[Region pointing data]

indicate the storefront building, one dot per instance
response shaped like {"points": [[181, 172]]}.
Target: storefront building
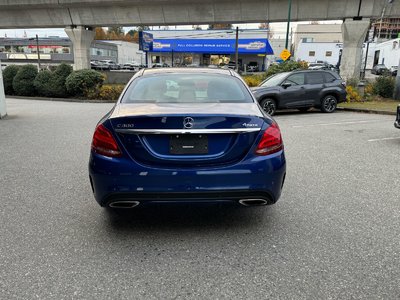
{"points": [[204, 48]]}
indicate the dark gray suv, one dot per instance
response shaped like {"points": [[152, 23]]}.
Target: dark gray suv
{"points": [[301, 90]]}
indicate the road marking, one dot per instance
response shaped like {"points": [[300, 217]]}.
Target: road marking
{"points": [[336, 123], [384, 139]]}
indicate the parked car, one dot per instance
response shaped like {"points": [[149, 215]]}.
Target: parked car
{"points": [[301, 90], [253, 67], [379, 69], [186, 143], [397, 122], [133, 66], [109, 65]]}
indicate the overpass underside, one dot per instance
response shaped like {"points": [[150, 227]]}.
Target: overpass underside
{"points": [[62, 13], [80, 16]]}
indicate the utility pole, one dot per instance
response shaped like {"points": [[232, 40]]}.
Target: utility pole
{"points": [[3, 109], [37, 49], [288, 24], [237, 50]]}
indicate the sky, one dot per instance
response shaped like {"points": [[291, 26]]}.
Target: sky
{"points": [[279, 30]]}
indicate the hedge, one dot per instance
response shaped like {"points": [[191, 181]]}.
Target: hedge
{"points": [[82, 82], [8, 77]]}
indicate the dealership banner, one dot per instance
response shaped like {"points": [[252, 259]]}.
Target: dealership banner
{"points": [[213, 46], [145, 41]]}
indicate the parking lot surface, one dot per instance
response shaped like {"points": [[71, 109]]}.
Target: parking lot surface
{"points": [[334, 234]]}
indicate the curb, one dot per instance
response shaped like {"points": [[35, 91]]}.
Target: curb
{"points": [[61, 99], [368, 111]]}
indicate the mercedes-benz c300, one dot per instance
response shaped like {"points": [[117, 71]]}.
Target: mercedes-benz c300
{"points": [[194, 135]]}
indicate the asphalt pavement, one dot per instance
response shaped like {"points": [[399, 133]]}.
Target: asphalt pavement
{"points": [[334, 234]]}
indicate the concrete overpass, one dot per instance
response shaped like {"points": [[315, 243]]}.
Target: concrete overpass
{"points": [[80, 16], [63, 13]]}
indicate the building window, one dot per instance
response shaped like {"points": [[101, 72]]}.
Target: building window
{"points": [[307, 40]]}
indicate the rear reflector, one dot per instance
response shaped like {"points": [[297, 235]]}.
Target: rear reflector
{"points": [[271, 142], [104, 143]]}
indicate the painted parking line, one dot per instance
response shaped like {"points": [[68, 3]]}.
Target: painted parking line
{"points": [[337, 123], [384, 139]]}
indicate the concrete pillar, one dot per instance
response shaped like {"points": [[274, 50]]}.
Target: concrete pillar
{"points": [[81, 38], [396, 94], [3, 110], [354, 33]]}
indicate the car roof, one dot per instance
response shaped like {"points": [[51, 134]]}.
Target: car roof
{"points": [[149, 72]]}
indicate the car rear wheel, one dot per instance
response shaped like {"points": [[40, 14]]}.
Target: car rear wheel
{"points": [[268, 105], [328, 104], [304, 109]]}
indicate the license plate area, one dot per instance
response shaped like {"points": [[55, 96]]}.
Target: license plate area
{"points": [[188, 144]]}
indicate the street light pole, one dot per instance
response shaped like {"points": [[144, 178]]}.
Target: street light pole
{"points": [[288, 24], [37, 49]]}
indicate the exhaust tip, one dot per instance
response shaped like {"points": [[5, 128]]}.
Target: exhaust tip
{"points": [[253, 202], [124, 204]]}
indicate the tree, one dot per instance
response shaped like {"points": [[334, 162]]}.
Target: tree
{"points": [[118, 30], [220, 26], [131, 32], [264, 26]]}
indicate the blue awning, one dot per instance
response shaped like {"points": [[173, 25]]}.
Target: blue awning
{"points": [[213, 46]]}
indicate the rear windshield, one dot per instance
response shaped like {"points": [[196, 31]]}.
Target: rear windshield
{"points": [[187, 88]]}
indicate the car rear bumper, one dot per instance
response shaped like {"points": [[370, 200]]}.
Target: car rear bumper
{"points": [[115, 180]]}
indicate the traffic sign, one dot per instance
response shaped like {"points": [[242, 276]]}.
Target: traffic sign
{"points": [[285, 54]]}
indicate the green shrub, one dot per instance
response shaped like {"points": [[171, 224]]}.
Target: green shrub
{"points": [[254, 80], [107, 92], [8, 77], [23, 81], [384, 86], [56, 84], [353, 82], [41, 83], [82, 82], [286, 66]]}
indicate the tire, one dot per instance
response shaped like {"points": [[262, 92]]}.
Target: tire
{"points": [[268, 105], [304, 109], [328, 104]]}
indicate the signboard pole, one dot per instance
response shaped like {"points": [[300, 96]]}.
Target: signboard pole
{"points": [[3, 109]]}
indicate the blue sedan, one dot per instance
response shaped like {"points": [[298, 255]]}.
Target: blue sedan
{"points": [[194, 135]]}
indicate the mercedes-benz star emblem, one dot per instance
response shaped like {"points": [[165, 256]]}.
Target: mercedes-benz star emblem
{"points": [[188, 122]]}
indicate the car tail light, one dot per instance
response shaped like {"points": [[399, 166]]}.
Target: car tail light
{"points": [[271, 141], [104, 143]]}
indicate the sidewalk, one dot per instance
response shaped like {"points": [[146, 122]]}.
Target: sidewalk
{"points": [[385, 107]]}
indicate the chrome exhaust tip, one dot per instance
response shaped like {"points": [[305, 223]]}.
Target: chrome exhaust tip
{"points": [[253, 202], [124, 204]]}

...

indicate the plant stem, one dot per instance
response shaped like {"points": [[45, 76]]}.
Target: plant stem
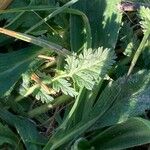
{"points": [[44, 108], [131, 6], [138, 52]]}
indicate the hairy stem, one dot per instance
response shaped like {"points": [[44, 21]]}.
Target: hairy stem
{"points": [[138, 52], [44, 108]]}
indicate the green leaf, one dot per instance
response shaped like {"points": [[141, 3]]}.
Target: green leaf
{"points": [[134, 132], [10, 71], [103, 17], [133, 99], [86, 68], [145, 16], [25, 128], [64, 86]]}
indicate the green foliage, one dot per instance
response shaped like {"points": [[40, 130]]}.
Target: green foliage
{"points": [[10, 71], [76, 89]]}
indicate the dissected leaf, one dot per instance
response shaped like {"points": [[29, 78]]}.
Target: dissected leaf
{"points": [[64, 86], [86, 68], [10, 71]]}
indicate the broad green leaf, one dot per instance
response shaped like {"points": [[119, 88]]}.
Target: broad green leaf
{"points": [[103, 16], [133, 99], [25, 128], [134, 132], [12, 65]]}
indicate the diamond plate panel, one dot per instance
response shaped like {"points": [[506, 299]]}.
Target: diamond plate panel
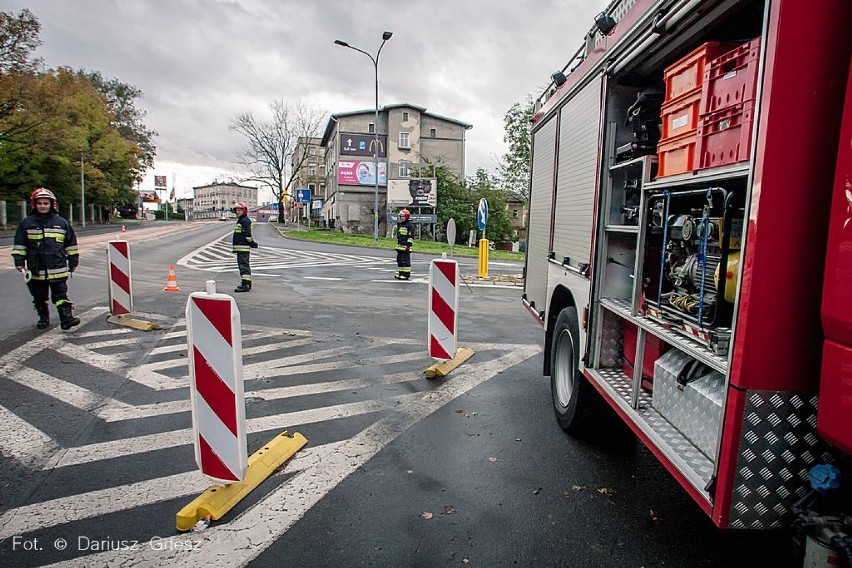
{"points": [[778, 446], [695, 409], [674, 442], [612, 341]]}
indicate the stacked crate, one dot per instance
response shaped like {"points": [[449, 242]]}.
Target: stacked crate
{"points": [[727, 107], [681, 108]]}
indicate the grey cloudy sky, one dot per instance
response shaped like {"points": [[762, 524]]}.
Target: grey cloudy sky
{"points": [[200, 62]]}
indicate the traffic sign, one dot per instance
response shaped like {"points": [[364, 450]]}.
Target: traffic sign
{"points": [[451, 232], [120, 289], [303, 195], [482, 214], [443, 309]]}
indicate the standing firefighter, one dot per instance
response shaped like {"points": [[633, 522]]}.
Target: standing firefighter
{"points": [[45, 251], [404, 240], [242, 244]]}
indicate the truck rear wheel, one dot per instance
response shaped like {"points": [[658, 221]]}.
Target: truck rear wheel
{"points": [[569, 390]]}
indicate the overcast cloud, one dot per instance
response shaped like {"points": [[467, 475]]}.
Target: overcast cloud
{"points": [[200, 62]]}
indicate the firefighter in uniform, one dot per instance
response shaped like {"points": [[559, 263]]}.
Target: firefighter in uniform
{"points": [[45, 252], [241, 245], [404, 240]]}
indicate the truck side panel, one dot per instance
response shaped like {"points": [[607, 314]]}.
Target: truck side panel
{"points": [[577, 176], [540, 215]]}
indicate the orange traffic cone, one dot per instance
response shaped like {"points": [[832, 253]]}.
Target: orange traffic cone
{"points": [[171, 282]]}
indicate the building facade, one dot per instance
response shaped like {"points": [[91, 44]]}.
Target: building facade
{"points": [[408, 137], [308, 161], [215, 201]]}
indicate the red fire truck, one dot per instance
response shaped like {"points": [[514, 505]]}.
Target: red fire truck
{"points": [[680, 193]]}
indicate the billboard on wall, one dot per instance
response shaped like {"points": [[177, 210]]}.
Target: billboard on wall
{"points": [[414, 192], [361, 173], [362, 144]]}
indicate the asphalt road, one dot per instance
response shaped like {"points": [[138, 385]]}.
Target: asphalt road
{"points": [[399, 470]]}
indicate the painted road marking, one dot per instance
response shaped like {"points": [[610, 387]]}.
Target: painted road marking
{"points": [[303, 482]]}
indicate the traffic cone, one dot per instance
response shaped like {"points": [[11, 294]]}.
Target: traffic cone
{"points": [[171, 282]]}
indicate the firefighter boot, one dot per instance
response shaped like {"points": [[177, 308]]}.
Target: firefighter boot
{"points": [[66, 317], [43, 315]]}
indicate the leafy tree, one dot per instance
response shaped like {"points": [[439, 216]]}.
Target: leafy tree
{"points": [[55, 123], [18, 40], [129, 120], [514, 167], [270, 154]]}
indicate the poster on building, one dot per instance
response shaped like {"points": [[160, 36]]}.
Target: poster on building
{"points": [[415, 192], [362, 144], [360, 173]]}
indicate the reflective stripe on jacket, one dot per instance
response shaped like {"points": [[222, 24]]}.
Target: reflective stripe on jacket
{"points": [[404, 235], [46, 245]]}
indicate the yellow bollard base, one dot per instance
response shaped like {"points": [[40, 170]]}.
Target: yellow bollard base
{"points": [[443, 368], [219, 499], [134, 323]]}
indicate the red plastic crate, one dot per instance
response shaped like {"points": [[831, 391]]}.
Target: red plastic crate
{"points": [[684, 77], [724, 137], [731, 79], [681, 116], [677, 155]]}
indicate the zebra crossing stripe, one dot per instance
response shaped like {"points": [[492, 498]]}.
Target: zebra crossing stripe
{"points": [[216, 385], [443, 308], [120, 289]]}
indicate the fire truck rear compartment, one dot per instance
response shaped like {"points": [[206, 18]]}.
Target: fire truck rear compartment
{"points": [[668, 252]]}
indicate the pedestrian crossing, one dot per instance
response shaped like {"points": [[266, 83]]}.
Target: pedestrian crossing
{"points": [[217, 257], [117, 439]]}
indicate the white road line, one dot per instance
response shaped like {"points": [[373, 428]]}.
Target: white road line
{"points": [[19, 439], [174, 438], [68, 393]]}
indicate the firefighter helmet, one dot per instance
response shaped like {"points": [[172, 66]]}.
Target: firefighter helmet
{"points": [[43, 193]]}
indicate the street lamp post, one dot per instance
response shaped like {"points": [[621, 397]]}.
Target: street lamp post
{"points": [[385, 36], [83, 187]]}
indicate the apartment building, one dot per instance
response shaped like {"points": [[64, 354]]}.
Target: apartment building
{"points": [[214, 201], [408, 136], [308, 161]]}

---

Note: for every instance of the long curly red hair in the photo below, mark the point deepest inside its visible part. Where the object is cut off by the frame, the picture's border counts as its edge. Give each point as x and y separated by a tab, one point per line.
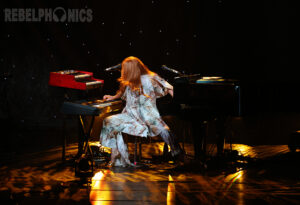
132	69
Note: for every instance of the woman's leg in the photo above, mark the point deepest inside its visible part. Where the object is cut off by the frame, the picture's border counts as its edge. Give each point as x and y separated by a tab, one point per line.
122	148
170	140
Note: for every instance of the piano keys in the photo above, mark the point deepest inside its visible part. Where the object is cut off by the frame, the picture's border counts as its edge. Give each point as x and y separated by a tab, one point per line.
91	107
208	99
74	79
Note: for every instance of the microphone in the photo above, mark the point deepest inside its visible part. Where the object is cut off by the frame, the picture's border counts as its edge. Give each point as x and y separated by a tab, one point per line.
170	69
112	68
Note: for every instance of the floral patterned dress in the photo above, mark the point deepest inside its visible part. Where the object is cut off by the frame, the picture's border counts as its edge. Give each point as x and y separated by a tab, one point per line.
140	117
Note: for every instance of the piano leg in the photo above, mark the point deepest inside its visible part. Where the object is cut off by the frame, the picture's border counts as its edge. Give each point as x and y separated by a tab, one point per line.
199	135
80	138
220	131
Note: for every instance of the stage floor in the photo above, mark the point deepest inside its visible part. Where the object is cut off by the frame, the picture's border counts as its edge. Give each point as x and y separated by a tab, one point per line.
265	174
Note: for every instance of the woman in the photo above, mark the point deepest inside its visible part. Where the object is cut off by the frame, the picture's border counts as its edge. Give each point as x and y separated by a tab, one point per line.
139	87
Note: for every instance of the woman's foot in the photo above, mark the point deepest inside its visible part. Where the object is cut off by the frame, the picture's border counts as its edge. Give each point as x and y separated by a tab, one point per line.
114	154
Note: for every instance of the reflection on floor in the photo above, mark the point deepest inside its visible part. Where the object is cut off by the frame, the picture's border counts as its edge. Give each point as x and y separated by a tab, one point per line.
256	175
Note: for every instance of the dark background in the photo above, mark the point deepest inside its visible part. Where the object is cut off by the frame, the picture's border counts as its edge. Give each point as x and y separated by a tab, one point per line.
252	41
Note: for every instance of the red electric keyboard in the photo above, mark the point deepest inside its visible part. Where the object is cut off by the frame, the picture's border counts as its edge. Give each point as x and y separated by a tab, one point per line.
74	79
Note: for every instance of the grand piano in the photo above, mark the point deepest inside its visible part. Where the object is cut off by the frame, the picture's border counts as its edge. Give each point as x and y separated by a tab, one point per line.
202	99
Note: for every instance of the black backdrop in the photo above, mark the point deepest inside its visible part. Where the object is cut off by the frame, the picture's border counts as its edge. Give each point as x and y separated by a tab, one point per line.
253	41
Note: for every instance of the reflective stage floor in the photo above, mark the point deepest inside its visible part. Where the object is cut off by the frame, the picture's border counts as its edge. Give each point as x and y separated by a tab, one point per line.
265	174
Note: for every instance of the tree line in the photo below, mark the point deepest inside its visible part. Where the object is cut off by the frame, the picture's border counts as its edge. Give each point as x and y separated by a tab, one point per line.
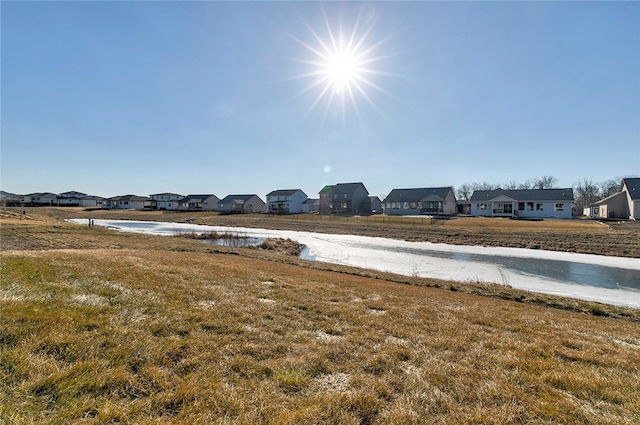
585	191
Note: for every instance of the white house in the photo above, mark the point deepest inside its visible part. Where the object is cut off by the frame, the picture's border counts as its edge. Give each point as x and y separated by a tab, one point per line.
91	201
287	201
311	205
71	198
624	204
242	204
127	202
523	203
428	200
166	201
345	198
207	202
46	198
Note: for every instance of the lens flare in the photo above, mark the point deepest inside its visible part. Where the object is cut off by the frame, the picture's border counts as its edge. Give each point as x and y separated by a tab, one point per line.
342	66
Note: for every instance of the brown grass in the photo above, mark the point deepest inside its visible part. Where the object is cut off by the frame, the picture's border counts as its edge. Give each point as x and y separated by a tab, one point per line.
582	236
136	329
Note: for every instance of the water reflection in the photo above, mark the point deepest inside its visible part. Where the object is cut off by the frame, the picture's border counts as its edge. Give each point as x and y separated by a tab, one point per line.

▸ **Work instructions**
Print exactly the lines above from the one with "Target: zebra crossing stripe" to the one with "indicate the firefighter helmet, one", including both.

▸ **Answer to this task**
Target: zebra crossing stripe
{"points": [[216, 385], [443, 308], [120, 289]]}
indicate the fire truck rear compartment, one dot per instance
response shaped like {"points": [[206, 18]]}.
Target: fire truck rear compartment
{"points": [[668, 252]]}
indicate the pedestrian crossing, one dot per instance
response shaped like {"points": [[266, 83]]}.
Target: pedestrian crossing
{"points": [[217, 257], [117, 439]]}
indicate the white road line, one dot per instance
response shaped like {"points": [[373, 428]]}.
Target: white road line
{"points": [[19, 439], [174, 438], [68, 393]]}
indicate the firefighter helmet, one dot per instance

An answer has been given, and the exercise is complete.